> _THINGS TO DO_
(1) In the article about Muhammad Ali's criticism of Trump, reproduce the stretch from "One of the most" through "the United States.", substituting "growing chorus" for "rising chorus".
(2) Resume the article about Muhammad Ali's criticism of Trump, picking up right after its final sentence.
[[ PROVIDED PASSAGE, beginning ]]
FILE - U.S. boxing great Muhammad Ali. The boxer criticized Republican candidate Donald Trump's comments about Muslims.

FILE - U.S. boxing great Muhammad Ali. The boxer criticized Republican candidate Donald Trump's comments about Muslims.

One of the most well-known Muslims in the United States appears to have joined the rising chorus of criticism of U.S. Republican presidential candidate Donald Trump over his proposal to ban Muslims from entering the United States.

In a short statement issued Wednesday titled "Presidential Candidates Proposing to Ban Muslim Immigration to the United States," former heavyweight boxing champion Muhammad Ali urged his fellow Muslims to push back against "those who use Islam to advance their own personal agenda."

Trump has been under fire since unveiling his proposal earlier this week in a written statement and a campaign rally in South Carolina, in response to a shooting rampage at a government center in San Bernardino, California that left 14 people dead. The attack was carried out by a husband-and-wife Muslim couple investigators say had been "radicalized."

Although he didn't mention the leading Republican candidate by name, the 73-year-old Ali said political leaders who have openly denounced his religion "have alienated many from learning about Islam. True Muslims know or should know that it goes against our religion to try and force Islam on anybody."
[[ PROVIDED PASSAGE, end ]]
[[ SUPPLIED INFORMATION, beginning ]]
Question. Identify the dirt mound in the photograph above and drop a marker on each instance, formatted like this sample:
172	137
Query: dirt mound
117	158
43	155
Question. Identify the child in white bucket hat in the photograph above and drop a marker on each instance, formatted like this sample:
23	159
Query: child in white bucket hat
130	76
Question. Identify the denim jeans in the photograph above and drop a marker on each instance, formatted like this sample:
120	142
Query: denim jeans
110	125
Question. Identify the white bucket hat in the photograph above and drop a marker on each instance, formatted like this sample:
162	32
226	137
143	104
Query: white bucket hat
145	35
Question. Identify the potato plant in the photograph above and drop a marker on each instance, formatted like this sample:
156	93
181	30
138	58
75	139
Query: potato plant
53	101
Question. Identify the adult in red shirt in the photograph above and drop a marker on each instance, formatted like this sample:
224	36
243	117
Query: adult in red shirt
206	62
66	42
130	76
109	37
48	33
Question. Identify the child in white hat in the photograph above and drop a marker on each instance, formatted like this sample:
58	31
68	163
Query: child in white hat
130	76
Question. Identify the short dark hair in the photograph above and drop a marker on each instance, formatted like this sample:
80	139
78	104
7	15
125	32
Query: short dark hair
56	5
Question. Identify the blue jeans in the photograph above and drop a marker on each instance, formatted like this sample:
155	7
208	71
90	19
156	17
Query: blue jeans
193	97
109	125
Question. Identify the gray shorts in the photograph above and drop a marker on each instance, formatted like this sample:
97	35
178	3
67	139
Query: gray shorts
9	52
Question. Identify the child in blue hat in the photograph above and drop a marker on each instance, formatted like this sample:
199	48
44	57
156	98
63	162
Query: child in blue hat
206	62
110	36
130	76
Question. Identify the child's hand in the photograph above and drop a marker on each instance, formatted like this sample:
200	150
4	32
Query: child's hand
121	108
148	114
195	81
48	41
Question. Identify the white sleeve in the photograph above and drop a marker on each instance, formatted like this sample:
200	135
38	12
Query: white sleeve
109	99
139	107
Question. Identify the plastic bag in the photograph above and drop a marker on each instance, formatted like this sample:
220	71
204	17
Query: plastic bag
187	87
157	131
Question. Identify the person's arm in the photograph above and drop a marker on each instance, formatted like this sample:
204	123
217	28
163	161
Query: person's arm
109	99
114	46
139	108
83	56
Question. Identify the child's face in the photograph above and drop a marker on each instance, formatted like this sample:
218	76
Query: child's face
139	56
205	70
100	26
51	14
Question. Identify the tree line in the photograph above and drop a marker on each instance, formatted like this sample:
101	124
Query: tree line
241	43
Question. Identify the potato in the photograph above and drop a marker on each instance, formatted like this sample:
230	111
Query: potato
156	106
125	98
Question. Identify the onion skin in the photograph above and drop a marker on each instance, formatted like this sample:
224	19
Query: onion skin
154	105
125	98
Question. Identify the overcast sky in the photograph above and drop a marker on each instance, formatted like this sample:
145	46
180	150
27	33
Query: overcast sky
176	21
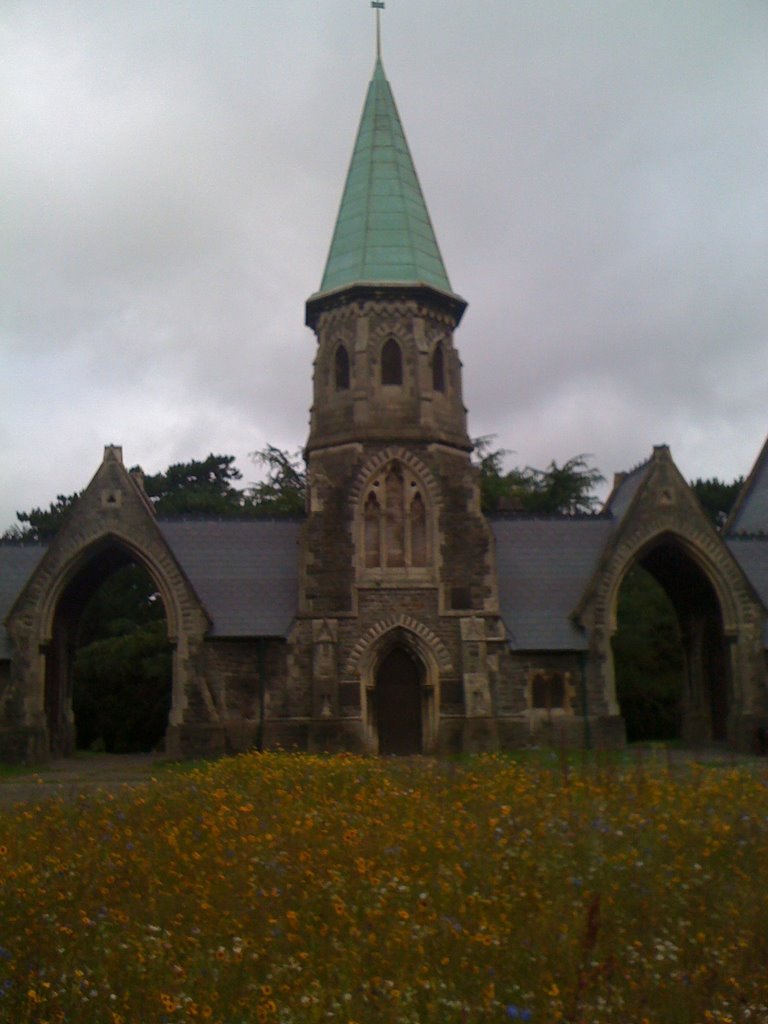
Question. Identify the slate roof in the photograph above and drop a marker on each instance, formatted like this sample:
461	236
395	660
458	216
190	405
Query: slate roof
544	566
244	571
750	513
17	562
383	231
752	555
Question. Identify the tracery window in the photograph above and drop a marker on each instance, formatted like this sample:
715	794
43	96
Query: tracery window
391	363
341	369
438	368
394	520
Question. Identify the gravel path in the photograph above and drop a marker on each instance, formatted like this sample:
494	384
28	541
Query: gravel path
72	776
90	772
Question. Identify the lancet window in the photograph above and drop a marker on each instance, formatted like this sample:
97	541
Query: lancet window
391	363
341	369
394	520
438	368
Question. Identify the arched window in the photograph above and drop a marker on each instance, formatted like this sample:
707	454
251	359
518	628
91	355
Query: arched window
438	368
394	539
391	363
341	369
372	526
394	520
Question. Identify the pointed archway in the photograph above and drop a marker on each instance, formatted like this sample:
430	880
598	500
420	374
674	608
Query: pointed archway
108	667
671	654
398	702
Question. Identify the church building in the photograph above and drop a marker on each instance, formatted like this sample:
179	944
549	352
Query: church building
394	617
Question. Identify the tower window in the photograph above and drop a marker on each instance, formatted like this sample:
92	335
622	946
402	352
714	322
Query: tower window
391	363
394	521
438	368
341	369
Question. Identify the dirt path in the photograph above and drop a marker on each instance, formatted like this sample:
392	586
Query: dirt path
90	772
72	776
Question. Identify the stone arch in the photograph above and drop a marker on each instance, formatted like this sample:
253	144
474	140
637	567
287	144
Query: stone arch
702	548
409	459
714	610
395	504
168	580
389	635
43	623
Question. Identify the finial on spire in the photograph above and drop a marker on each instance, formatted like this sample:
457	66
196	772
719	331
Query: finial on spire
378	5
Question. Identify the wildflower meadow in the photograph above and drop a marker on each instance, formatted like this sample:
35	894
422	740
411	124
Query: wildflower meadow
293	889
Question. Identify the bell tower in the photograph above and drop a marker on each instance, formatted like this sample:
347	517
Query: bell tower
397	593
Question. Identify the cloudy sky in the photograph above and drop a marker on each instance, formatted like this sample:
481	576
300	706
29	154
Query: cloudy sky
597	174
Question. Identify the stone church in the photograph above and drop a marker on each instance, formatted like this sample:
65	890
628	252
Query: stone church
394	617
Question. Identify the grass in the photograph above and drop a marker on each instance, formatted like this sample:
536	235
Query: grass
291	888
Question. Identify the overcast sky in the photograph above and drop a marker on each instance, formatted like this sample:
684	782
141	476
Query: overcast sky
596	172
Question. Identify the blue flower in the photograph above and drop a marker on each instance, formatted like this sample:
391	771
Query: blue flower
518	1013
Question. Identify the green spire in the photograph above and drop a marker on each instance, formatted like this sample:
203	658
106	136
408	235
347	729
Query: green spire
383	231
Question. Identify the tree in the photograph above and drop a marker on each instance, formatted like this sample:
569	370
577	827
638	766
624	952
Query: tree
41	524
284	491
199	487
717	497
565	489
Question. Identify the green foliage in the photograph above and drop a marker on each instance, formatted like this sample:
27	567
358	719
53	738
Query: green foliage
122	690
199	487
126	601
41	524
557	489
717	497
122	669
284	491
648	659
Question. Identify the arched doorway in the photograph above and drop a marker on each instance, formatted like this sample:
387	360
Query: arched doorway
397	702
687	656
109	666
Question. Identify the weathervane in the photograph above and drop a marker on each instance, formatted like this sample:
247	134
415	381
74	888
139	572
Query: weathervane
378	5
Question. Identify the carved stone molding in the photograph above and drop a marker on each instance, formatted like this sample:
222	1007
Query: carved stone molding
371	639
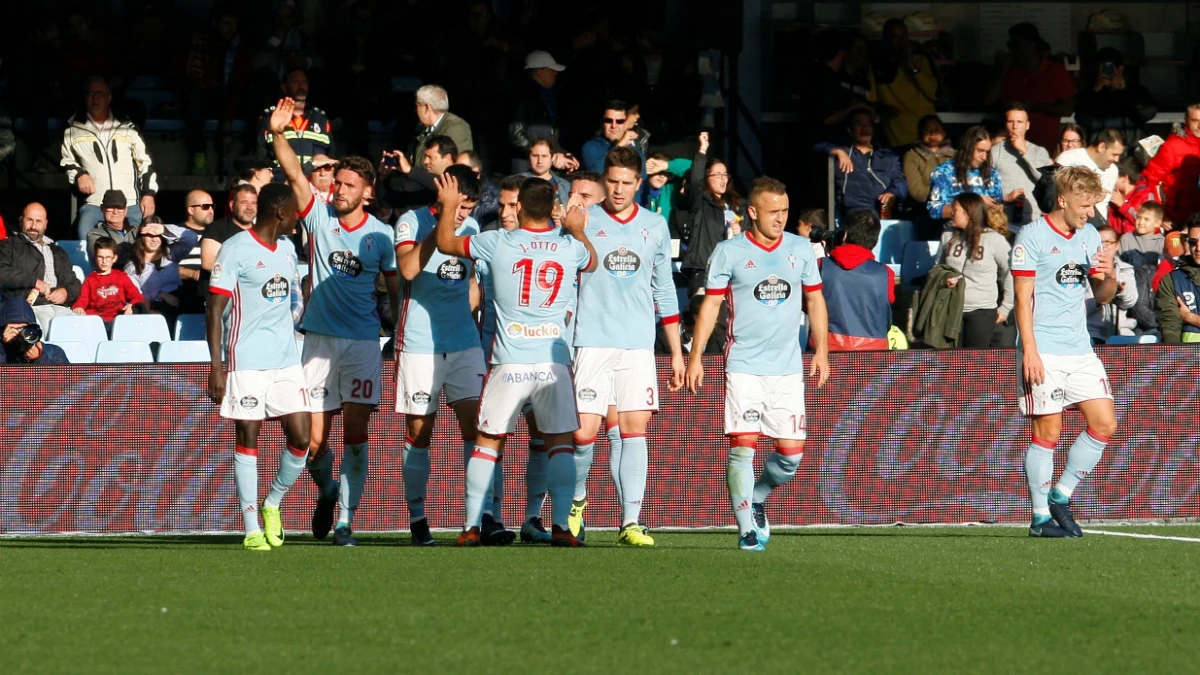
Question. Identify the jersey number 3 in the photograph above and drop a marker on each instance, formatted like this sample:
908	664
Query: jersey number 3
549	278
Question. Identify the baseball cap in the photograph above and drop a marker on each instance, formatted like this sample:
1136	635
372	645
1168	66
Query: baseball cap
113	199
543	60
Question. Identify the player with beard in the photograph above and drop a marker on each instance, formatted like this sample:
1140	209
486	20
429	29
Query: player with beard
347	250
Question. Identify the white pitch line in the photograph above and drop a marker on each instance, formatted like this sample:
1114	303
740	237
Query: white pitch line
1137	536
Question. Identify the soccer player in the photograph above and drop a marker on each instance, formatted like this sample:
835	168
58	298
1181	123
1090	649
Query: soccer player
759	273
437	348
250	332
1051	261
531	359
615	338
347	250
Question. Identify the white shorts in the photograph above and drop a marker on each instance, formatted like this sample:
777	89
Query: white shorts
623	377
771	405
547	387
421	377
340	370
264	394
1068	381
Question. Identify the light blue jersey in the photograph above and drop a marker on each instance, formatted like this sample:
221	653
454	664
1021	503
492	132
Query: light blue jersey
531	276
618	300
257	276
435	312
1060	266
763	288
345	261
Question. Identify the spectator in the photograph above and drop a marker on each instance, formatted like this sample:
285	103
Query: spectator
107	292
1071	136
537	114
664	183
970	171
487	209
115	226
540	166
1018	162
436	119
30	262
858	290
1102	156
1174	172
615	132
22	336
151	270
1179	293
1041	83
309	135
981	256
868	177
1111	318
905	83
1113	102
930	150
715	209
103	153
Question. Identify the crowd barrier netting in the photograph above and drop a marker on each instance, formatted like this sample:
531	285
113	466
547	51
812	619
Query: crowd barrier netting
894	437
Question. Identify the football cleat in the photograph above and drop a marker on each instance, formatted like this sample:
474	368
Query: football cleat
761	526
493	533
635	535
342	537
420	532
749	542
564	538
273	525
468	538
534	532
256	542
323	515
[[ SUPPLIED INFORMATION, end ]]
> _EXPECTED RESULTS_
(1)
One of the most well-known Muslims in the United States appears to have joined the growing chorus of criticism of U.S. Republican presidential candidate Donald Trump over his proposal to ban Muslims from entering the United States.

(2)
Originally born Cassius Clay in 1942, Ali joined the Nation of Islam in 1964 and changed his name shortly after winning the first of his three heavyweight titles. He was stripped of his title after he was convicted on draft evasion charges for refusing to be drafted in the U.S. military during the Vietnam War. His conviction was later overturned by the U.S. Supreme Court.

"Speaking as someone who has never been accused of political correctness," he wrote, "I believe that our political leaders should use their position to bring understanding about the religion of Islam and clarify that these misguided murderers have perverted people's views on what Islam really is."

Ali, who has since converted to Sunni Islam, also lashed out against the recent ISIL-directed or inspired terrorist attacks, saying "there is nothing Islamic about killing innocent people in Paris, San Bernardino, or anywhere else in the world. True Muslims know that the ruthless violence of so called Islamic Jihadists goes against the very tenets of our religion."

FILE - Republican presidential candidate Donald Trump speaks during a No Labels Problem Solver convention.

FILE - Republican presidential candidate Donald Trump speaks during a No Labels Problem Solver convention.

Trump's proposal came a day after a nationally televised speech by President Barack Obama in which he urged Americans not to turn against Muslims in the wake of the terrorist attacks. The president defended Muslim Americans as "our friends and our neighbors, our co-workers, our sports heroes."

The next day, Trump went on Twitter and implied there is no such thing as a Muslim sports hero -- apparently forgetting that he had appeared in public numerous times with Ali, a fact revealed by several photos posted on the Internet of the two men together.

Virulent statements against Muslims are nothing new for Trump, who has called on the government to monitor mosques, and has refused to rule out his earlier proposal to enter the names of Muslims in America into a database.

White House spokesman Josh Earnest Tuesday called Trump's rhetoric "offensive and toxic," saying his plan "disqualifies him from serving as president" because he would be violating the U.S. Constitution if he implemented it, should he win the country's 2016 presidential contest.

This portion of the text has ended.